Please reproduce every entry below without omitting a single line.

Saved entries
= = = =

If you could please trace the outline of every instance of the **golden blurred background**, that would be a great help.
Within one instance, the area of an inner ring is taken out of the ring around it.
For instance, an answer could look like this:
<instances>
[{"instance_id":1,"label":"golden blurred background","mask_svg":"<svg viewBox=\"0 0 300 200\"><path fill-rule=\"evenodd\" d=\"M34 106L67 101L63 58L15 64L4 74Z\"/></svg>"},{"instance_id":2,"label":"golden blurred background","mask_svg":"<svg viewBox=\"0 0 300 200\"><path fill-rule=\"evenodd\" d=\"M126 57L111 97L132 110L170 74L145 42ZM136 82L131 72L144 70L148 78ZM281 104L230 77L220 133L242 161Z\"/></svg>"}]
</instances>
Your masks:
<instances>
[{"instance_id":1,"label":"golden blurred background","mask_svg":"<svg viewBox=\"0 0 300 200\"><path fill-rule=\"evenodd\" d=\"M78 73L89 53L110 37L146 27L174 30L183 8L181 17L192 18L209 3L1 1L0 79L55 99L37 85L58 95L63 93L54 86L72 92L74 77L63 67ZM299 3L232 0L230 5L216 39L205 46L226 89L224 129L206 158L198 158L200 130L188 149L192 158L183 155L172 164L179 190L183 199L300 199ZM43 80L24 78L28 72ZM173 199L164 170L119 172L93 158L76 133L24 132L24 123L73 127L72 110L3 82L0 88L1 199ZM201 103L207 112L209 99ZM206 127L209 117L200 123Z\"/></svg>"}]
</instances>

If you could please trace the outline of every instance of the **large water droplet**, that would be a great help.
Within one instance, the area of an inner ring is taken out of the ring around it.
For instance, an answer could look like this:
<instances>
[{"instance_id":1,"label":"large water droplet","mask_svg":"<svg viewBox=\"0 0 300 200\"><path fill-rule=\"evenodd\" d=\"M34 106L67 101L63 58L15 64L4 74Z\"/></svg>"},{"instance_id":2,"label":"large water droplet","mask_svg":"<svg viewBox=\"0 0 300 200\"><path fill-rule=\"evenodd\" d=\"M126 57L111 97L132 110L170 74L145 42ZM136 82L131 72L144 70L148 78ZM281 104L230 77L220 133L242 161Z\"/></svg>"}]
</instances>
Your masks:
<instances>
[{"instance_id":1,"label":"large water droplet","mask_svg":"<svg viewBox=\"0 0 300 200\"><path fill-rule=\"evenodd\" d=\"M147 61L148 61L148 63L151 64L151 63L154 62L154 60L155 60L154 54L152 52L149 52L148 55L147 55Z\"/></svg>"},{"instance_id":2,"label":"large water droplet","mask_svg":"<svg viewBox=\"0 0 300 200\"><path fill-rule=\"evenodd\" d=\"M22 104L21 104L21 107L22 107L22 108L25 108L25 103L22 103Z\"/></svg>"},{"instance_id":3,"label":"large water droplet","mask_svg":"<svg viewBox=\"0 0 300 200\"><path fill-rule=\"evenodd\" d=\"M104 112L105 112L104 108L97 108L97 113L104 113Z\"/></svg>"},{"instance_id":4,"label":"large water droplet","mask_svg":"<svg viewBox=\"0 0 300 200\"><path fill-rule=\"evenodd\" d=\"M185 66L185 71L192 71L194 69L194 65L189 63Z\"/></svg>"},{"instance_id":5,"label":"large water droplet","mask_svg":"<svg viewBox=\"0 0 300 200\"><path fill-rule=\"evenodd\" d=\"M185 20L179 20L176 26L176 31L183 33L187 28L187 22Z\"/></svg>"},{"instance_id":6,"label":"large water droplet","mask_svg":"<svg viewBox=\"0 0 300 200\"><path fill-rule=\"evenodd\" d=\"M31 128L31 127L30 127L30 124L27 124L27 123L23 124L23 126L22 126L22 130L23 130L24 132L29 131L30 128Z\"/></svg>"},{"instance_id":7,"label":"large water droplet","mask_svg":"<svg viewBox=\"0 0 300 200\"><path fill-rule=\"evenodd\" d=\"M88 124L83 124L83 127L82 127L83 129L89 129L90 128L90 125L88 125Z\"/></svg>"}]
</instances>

= = = =

> ANSWER AREA:
If you could please trace the outline of every instance of the **golden blurred background**, that would be a great help.
Within one instance, the area of an inner ring is taken out of the ring around it.
For instance, an answer could look like this:
<instances>
[{"instance_id":1,"label":"golden blurred background","mask_svg":"<svg viewBox=\"0 0 300 200\"><path fill-rule=\"evenodd\" d=\"M34 106L67 101L63 58L15 64L4 74Z\"/></svg>"},{"instance_id":2,"label":"golden blurred background","mask_svg":"<svg viewBox=\"0 0 300 200\"><path fill-rule=\"evenodd\" d=\"M126 57L111 97L132 110L170 74L145 42ZM136 82L131 72L144 70L148 78ZM281 104L230 77L220 133L242 161Z\"/></svg>"}]
</instances>
Your masks:
<instances>
[{"instance_id":1,"label":"golden blurred background","mask_svg":"<svg viewBox=\"0 0 300 200\"><path fill-rule=\"evenodd\" d=\"M78 73L89 53L110 37L146 27L174 30L183 8L181 17L192 18L209 3L1 1L0 79L55 99L37 85L58 95L63 93L54 86L72 92L74 77L63 67ZM299 3L232 0L230 5L216 39L205 46L226 89L224 129L206 158L198 158L200 130L188 149L192 158L183 155L172 164L179 190L183 199L300 199ZM43 80L24 78L28 72ZM173 199L164 170L119 172L93 158L76 133L24 132L24 123L73 127L72 110L3 82L0 88L1 199ZM201 103L207 112L209 99ZM206 127L209 117L200 123Z\"/></svg>"}]
</instances>

If you could please trace the outline of every instance of the **large water droplet**, that would be a great help.
Within one instance, the area of an inner ring is taken out of the ring around it.
For instance, an answer could look like this:
<instances>
[{"instance_id":1,"label":"large water droplet","mask_svg":"<svg viewBox=\"0 0 300 200\"><path fill-rule=\"evenodd\" d=\"M34 106L67 101L63 58L15 64L4 74Z\"/></svg>"},{"instance_id":2,"label":"large water droplet","mask_svg":"<svg viewBox=\"0 0 300 200\"><path fill-rule=\"evenodd\" d=\"M126 57L111 97L132 110L170 74L145 42ZM136 82L131 72L144 70L148 78ZM281 104L230 77L220 133L242 161Z\"/></svg>"}]
</instances>
Your masks:
<instances>
[{"instance_id":1,"label":"large water droplet","mask_svg":"<svg viewBox=\"0 0 300 200\"><path fill-rule=\"evenodd\" d=\"M147 61L148 61L148 63L151 64L151 63L154 62L154 60L155 60L154 54L152 52L149 52L148 55L147 55Z\"/></svg>"},{"instance_id":2,"label":"large water droplet","mask_svg":"<svg viewBox=\"0 0 300 200\"><path fill-rule=\"evenodd\" d=\"M22 104L21 104L21 107L22 107L22 108L25 108L25 103L22 103Z\"/></svg>"},{"instance_id":3,"label":"large water droplet","mask_svg":"<svg viewBox=\"0 0 300 200\"><path fill-rule=\"evenodd\" d=\"M104 112L105 112L104 108L97 108L97 113L104 113Z\"/></svg>"},{"instance_id":4,"label":"large water droplet","mask_svg":"<svg viewBox=\"0 0 300 200\"><path fill-rule=\"evenodd\" d=\"M185 66L185 71L192 71L194 69L194 65L189 63Z\"/></svg>"},{"instance_id":5,"label":"large water droplet","mask_svg":"<svg viewBox=\"0 0 300 200\"><path fill-rule=\"evenodd\" d=\"M185 20L179 20L176 26L176 31L183 33L187 28L187 22Z\"/></svg>"},{"instance_id":6,"label":"large water droplet","mask_svg":"<svg viewBox=\"0 0 300 200\"><path fill-rule=\"evenodd\" d=\"M31 128L31 127L30 127L30 124L27 124L27 123L23 124L23 126L22 126L22 130L23 130L24 132L29 131L30 128Z\"/></svg>"},{"instance_id":7,"label":"large water droplet","mask_svg":"<svg viewBox=\"0 0 300 200\"><path fill-rule=\"evenodd\" d=\"M88 124L83 124L83 127L82 127L83 129L89 129L90 128L90 125L88 125Z\"/></svg>"}]
</instances>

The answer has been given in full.